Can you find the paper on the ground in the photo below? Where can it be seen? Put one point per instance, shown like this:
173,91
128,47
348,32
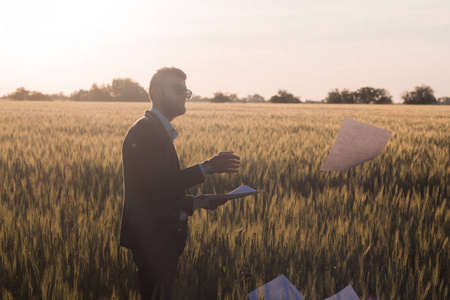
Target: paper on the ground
355,143
279,288
346,294
242,191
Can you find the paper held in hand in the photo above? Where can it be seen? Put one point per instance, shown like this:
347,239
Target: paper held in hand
355,143
242,191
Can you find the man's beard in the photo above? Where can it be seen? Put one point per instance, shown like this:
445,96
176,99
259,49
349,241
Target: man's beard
173,108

----------------------------------------

* **Exercise aim**:
Could you convert every line of the records above into a numbered list, skipping blank lines and leaving out the pictures?

* **Response**:
1. Can you find the paper on the ground in the photo below? Where can it be seen? Put one point per instance, shown like this:
2. 173,91
3. 128,47
4. 348,32
5. Target: paper on the ground
6. 355,143
7. 279,288
8. 346,294
9. 242,191
10. Can you find the paper held in hand in the photo above? Where can it be seen? Put one point per instance, shown like this:
11. 347,239
12. Target: paper held in hand
13. 355,143
14. 242,191
15. Can you find the man's beard in the photo above? Where can it be seen? Put one point per instance, shown like this:
16. 445,96
17. 176,99
18. 259,49
19. 349,241
20. Target: man's beard
21. 173,108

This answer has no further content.